# Introduction to Data Analysis with Python datatable

## Outline:

- Prerequisites
- Objective
- Task 0: Introduction to Python datatable
- Task 1: datatable vs pandas
- Task 2: Understand the dataset
- Task 3: datatable - Data Wrangling
- Task 4: Exploratory Data Analysis
- Task 5: Model Development
- Task 6: Model Evaluation
- Task 7: Q&A

## Task 2: Understand the dataset

### LendingClub 

In this tutorial, we will use a banking loan scenario with the goal of building a linear regression model to predict the "interest rate" from "loan amount" and "installment" using the loan default by using Kaggle's latest LendingClub dataset. 

Read more about the Lending Club dataset. [Kaggle's Lending Club dataset](https://www.kaggle.com/wendykan/lending-club-loan-data).

- _Prompt 1_: In the datatable tutorial, translate this sentence into Spanish: "Read more about the Lending Club dataset."

- _Entries provided_:

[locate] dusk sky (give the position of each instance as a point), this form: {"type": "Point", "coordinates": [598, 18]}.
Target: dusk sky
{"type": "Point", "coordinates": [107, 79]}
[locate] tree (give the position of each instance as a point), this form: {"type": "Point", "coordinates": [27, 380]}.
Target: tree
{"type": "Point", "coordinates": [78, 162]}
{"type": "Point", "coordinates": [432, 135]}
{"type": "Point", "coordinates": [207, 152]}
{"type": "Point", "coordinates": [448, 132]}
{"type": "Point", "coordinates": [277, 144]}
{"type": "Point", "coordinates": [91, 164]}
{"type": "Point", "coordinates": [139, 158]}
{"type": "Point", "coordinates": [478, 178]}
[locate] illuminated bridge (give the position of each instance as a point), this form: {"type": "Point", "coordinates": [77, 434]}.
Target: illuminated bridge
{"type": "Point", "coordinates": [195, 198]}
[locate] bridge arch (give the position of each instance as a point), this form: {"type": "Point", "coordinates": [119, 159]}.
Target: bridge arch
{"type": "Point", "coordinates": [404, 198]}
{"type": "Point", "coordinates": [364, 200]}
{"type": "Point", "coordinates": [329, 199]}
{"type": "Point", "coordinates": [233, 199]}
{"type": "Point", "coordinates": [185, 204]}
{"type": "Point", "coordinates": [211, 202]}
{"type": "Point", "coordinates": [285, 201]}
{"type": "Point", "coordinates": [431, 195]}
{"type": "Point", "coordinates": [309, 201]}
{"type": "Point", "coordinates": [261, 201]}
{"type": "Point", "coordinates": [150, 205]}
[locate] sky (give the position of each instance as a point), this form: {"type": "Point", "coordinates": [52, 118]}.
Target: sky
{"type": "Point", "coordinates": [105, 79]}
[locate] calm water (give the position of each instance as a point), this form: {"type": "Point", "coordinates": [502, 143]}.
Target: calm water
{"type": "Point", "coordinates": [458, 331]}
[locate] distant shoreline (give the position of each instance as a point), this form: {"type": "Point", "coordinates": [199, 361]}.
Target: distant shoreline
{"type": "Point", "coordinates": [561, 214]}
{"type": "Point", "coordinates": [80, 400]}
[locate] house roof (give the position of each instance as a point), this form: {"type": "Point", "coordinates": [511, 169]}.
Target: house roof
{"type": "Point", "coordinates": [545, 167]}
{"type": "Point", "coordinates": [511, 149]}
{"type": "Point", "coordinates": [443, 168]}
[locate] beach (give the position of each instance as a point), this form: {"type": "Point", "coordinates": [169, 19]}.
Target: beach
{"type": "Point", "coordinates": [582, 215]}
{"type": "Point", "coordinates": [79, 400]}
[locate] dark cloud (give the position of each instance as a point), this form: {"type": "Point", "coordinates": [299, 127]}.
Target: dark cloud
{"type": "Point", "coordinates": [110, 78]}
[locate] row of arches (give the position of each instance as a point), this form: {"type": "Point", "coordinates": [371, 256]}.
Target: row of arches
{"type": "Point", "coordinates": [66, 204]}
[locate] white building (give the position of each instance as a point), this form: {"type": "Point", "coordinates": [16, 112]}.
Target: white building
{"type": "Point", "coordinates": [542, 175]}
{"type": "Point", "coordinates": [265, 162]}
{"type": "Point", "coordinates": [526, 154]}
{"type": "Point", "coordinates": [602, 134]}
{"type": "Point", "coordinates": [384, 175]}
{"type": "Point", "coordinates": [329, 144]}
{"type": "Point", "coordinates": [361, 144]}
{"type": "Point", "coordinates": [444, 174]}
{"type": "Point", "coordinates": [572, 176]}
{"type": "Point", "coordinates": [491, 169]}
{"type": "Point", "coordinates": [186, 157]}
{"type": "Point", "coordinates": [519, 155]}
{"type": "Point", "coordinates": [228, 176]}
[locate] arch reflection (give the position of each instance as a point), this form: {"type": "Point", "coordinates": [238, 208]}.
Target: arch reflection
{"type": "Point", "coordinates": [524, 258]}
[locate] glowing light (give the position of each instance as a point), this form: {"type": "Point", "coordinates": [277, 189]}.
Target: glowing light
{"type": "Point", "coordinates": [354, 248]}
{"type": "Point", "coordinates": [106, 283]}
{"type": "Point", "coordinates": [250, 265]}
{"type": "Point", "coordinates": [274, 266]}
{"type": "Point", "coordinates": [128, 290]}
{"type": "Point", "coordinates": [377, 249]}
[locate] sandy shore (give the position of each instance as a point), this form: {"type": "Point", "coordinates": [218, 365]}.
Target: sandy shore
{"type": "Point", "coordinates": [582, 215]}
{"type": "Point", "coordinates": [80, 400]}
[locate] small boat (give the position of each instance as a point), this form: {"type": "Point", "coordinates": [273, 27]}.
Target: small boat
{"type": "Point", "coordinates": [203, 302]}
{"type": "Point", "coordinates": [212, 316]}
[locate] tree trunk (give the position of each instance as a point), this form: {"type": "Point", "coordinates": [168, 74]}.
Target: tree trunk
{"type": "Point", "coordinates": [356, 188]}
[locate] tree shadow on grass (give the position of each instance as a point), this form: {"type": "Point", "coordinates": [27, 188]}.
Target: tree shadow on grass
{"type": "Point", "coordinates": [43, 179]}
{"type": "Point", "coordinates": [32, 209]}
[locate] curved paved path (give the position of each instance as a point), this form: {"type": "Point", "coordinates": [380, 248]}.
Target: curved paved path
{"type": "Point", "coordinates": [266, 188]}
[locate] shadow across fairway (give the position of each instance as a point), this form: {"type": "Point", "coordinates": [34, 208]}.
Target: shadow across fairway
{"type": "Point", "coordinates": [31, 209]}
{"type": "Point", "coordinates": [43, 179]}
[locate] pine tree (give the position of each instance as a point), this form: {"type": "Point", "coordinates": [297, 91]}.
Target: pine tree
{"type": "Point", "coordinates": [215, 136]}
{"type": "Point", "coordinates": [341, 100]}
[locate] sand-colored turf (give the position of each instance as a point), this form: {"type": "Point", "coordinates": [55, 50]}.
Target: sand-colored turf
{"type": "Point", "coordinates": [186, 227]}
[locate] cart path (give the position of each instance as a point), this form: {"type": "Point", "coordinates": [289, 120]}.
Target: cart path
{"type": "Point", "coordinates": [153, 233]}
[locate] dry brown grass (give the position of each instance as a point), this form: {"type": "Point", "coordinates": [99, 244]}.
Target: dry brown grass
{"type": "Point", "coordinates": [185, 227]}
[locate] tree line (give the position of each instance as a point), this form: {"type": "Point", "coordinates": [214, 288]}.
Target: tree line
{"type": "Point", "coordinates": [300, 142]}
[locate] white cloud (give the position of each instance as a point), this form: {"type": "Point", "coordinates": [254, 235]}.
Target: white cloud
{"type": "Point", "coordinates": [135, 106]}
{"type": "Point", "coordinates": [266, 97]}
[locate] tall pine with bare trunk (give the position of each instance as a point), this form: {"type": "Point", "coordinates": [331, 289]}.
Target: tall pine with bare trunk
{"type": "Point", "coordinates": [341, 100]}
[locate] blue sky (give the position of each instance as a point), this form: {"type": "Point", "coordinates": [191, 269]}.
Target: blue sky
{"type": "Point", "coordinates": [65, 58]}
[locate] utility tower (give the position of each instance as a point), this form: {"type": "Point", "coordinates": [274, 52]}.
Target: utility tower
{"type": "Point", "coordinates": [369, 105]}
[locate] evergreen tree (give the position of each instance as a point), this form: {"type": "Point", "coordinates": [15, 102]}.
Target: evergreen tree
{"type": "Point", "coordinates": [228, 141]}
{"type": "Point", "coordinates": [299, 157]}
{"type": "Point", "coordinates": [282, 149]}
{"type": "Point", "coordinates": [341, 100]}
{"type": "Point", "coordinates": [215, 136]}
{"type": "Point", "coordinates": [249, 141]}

- _Prompt 2_: Rewrite the records from the line containing "[locate] tall pine" up to and including the final line of the records, keeping the requests, and shift every coordinate in the answers by -96.

- _Response 1_: Lea más sobre el conjunto de datos de Lending Club.

- _Response 2_:
[locate] tall pine with bare trunk (give the position of each instance as a point), this form: {"type": "Point", "coordinates": [331, 289]}.
Target: tall pine with bare trunk
{"type": "Point", "coordinates": [245, 4]}
[locate] blue sky (give the position of each instance as a point), this form: {"type": "Point", "coordinates": [191, 269]}.
Target: blue sky
{"type": "Point", "coordinates": [-31, -38]}
[locate] utility tower (give the position of each instance as a point), this form: {"type": "Point", "coordinates": [274, 52]}.
Target: utility tower
{"type": "Point", "coordinates": [273, 9]}
[locate] evergreen tree (give the position of each instance as a point), this form: {"type": "Point", "coordinates": [15, 102]}.
Target: evergreen tree
{"type": "Point", "coordinates": [132, 45]}
{"type": "Point", "coordinates": [203, 61]}
{"type": "Point", "coordinates": [186, 53]}
{"type": "Point", "coordinates": [245, 4]}
{"type": "Point", "coordinates": [119, 40]}
{"type": "Point", "coordinates": [153, 45]}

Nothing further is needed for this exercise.